§ Problem to solve: Any image in the records is to be skipped; everything else should be reproduced exactly.

§ Data to process:
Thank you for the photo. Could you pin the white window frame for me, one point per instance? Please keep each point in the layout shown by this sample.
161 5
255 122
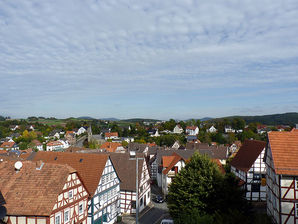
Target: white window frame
67 211
81 211
58 215
70 194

§ Answer to the problem:
Thank you for the photo. Could you pin the white window frame for me, one point per instance? Please keep each point in the layout shown by this sample.
161 5
255 122
Target: white window frame
67 211
81 211
58 215
70 194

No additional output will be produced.